- [Goal of the exercise]: Retype the listing that follows, exactly as written.

[Position annotation records]
↓↓↓

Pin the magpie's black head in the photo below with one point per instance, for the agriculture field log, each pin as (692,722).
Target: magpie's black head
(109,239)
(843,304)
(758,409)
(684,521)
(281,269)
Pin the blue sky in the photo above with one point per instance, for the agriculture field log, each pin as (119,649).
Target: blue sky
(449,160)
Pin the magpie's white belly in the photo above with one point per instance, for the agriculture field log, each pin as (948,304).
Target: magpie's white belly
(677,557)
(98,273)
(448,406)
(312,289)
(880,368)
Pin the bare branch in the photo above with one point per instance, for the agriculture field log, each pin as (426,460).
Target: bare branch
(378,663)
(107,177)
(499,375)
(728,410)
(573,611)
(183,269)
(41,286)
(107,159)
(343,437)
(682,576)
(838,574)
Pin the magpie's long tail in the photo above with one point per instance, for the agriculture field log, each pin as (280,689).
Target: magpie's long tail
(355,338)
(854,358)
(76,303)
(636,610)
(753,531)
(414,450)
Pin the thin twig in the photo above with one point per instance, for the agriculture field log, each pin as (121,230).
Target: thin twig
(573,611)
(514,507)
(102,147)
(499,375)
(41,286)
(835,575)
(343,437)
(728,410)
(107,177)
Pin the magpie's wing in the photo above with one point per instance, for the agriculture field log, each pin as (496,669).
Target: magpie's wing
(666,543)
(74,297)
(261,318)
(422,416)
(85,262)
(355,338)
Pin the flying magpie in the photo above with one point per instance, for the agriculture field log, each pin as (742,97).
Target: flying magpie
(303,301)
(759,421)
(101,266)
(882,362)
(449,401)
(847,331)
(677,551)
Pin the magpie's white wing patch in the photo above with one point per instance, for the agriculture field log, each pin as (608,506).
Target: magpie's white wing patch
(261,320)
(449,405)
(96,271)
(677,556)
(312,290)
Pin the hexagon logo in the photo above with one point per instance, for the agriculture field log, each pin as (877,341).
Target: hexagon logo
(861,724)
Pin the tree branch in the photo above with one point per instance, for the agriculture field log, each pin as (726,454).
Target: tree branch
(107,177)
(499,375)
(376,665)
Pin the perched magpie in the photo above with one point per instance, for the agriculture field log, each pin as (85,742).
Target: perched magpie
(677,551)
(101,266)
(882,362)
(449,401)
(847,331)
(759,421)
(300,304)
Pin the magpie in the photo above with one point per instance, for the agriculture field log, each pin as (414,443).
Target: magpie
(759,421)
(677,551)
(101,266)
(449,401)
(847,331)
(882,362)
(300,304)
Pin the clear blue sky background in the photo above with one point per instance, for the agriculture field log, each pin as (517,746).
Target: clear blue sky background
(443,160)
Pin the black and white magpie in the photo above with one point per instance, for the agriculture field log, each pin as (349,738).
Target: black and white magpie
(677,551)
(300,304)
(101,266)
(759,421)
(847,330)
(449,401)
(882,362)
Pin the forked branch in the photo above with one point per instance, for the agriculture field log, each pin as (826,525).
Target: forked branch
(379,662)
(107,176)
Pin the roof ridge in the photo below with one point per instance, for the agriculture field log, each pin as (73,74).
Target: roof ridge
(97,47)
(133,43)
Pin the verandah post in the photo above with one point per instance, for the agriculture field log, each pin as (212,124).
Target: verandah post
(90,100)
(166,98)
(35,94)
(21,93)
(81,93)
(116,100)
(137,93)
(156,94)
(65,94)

↑↑↑

- [Answer below]:
Pin the magpie's black head in the photo below with one point per instance, for the agriculture field log, each pin as (692,722).
Target: magpie's black head
(109,239)
(843,304)
(758,409)
(684,521)
(281,269)
Pin the blue sky in the photo above with one point per instance, for the agriculture field log, each pin as (119,649).
Target: blue sky
(449,160)
Pin the magpie's white belly in the photo above with one point per instance, for the agriculture field log, each pin as (948,304).
Target: magpie's white belly
(677,557)
(98,273)
(448,406)
(312,289)
(880,368)
Pin the bare branch in the photo above with one point per instance, for the agriculture field log, each pin as (426,460).
Target: bare branch
(378,663)
(107,177)
(499,375)
(728,410)
(573,611)
(183,269)
(41,286)
(107,159)
(343,437)
(682,576)
(838,574)
Pin the magpie's long tail in the photo above with one point per instance, for the agriculture field log, each pin as (280,689).
Target: magpie's long tail
(355,338)
(854,358)
(76,303)
(636,610)
(753,531)
(414,450)
Pin the thin twig in the photo above with one point per instance, for the agriculture field log, each pin as (121,230).
Target: thin twig
(573,611)
(514,507)
(102,147)
(499,375)
(41,286)
(835,575)
(343,437)
(728,410)
(107,177)
Pin the magpie's wing in the photo above with one point per instance, for the agriculture field log, each pin as (496,669).
Target: magpie's wing
(666,543)
(74,297)
(261,318)
(422,416)
(85,262)
(355,338)
Pin the flying magpie in the photo above with one point per instance, for the agriculture field log, each pin as (742,97).
Target: flying magpie
(303,301)
(759,421)
(101,266)
(882,362)
(449,401)
(847,331)
(677,551)
Pin the magpie's white wing patch in the photo above with one point per instance, for the agriculture field log, each pin as (608,506).
Target: magpie's white wing patch
(261,320)
(449,405)
(96,271)
(677,556)
(312,290)
Pin the hexagon logo in the photo above with one point per instance, for the agriculture field log, each pin as (877,341).
Target: hexagon logo
(861,724)
Pin the tree branch in the photo above with one point per instance, for the agriculture field log, each pin as (726,454).
Target: tree branch
(107,177)
(499,375)
(376,665)
Pin the perched magpie in the photo above with one point per instance, for the agriculture field log, each pin as (85,742).
Target: perched magpie
(677,551)
(101,266)
(882,362)
(449,401)
(847,331)
(759,421)
(300,304)
Pin the magpie in the photo above with one point per instance, for the agriculture field log, each pin as (414,443).
Target: magpie
(759,421)
(677,551)
(101,266)
(449,401)
(847,331)
(882,362)
(300,304)
Pin the clear blue sky background in the photo above with one point per instance, for the agriculture field log, each pin as (517,746).
Target: clear blue sky background
(443,160)
Pin the black and white magpie in the photo above with one point per instance, for the agriculture field log, each pin as (349,738).
Target: black and white magpie
(677,551)
(300,304)
(101,266)
(759,421)
(847,330)
(449,401)
(882,362)
Pin the forked branch in the photo above with one point per instance, for the agriculture field log, each pin as (826,525).
Target: forked branch
(379,662)
(107,176)
Pin the roof ridge in the photo below with one point per instance, for the agriculture field log, each pin as (73,74).
Target: roof ridge
(97,47)
(133,43)
Pin the verandah post in the photo above with one point per instance, for the agriculture field log, each pin as (212,124).
Target: verandah post
(90,100)
(166,98)
(35,94)
(21,93)
(81,93)
(116,100)
(137,93)
(156,94)
(65,94)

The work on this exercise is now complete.